Description of the task =>
Your task is to write out every line of the data exactly. Drop the pictures.

Information provided =>
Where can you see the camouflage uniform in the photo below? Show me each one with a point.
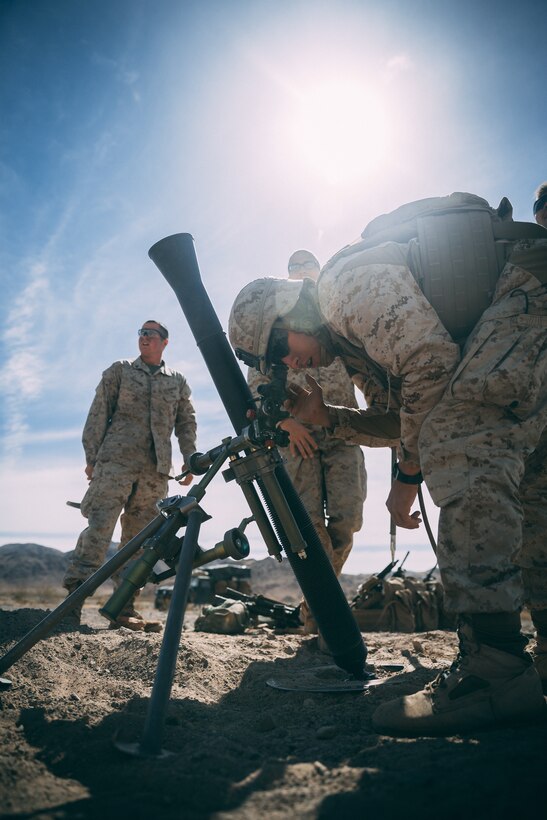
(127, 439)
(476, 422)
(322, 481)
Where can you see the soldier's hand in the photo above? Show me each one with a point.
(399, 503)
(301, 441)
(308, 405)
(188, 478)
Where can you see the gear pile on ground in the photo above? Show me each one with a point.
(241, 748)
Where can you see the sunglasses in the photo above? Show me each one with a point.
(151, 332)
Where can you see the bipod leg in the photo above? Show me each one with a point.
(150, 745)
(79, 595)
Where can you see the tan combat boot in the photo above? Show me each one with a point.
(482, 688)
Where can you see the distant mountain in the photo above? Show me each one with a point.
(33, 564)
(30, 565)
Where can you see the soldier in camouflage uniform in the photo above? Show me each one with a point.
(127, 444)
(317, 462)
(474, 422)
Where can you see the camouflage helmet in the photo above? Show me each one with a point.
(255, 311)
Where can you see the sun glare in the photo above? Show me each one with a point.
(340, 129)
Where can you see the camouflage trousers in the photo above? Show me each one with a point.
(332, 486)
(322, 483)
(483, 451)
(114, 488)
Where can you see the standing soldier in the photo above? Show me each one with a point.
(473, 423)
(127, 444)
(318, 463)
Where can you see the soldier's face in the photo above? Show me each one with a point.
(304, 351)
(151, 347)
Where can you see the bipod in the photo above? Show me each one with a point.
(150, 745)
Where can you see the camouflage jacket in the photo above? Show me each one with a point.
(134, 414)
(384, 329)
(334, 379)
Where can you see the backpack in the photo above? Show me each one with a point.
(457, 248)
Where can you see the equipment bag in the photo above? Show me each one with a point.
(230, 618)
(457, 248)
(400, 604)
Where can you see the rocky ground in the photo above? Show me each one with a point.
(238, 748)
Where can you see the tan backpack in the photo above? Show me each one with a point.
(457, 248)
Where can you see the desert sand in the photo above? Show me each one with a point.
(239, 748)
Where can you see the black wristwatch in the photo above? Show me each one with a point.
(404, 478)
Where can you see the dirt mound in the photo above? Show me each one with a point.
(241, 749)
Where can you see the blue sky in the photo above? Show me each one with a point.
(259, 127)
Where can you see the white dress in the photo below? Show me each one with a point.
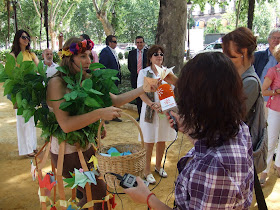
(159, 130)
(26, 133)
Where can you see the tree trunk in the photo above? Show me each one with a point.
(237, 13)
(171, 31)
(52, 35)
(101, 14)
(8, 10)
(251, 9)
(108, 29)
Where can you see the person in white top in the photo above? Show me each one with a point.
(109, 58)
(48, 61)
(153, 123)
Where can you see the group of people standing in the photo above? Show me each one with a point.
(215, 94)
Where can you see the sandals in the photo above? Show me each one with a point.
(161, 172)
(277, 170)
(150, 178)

Output for this exercise =>
Where can you see the camouflage uniform in the photo below? Show me each one with a point.
(127, 439)
(476, 422)
(322, 481)
Where can you see the soldier's hand in the photo above? Show me each one with a point.
(399, 503)
(301, 441)
(308, 405)
(188, 478)
Where can you see the gear pile on ground in the photo above? Show me each one with a point.
(241, 748)
Where can you see the sunglasses in the photo above? Show me each one with a point.
(151, 332)
Where can you see the bipod leg in the photo above? Show me each one with a point.
(150, 745)
(79, 595)
Where can you see the tan combat boot in the photo above? Show me each one with a point.
(482, 688)
Where can you see the distant mountain in the photo above? Show me each one with a point.
(33, 564)
(30, 565)
Where can you see the soldier in camouflage uniform in the photo above? Show me each one with a point.
(127, 444)
(317, 462)
(474, 422)
Where can you see the camouflage helmet in the photo above? Show me each one with a point.
(255, 311)
Where can you see the sun glare in the photo above? Show me each one with a point.
(340, 129)
Where can you see the camouflage trousers in the photo above? Show me each one with a point.
(332, 486)
(322, 483)
(483, 451)
(114, 488)
Where can you see the standing soldier in the photo above? Show me each one with a point.
(473, 423)
(127, 444)
(318, 463)
Where can you see the soldier's face in the photo above? Show me each one with a point.
(304, 351)
(151, 347)
Where can you see the bipod in the photo above? Show me each one with a point.
(150, 745)
Where can you see the camouflage jacket in the photo above? Show me each one with a point.
(134, 414)
(384, 329)
(334, 379)
Where can you see the backpack in the photo above? Show me each one with a point.
(457, 248)
Where can you see the equipment bag in the photo above? Show me each one with a point.
(230, 618)
(457, 248)
(400, 604)
Where can you see the rocky ground in the photo above? Show me each one with a point.
(238, 748)
Where can you see the tan backpack in the photo above? Show me each one with a point.
(457, 248)
Where can you see the desert sand in the photo above? Show me each one with a point.
(239, 748)
Where can you see the black wristwatch in the photo above? Show me each one with a point.
(404, 478)
Where can you see the dirt mound in the photo above? Show me each one with a point.
(241, 749)
Where can you see the blue sky in the photo above? Show me each one with a point.
(259, 127)
Where can you see the white dress in the photo below? Show me each one with a point.
(159, 130)
(26, 133)
Where can you see the tree trunk in the photo above? Show me each one with a point.
(237, 13)
(171, 31)
(52, 35)
(101, 14)
(8, 10)
(251, 9)
(108, 29)
Where can you see the person in white top in the photo above? Show me each one with a point.
(109, 58)
(48, 61)
(153, 123)
Where can you see the group of people standing in the photo above? Show me each one with a point.
(215, 94)
Where can you see the sandals in the photo above? Show me each one with a point.
(161, 172)
(277, 170)
(150, 178)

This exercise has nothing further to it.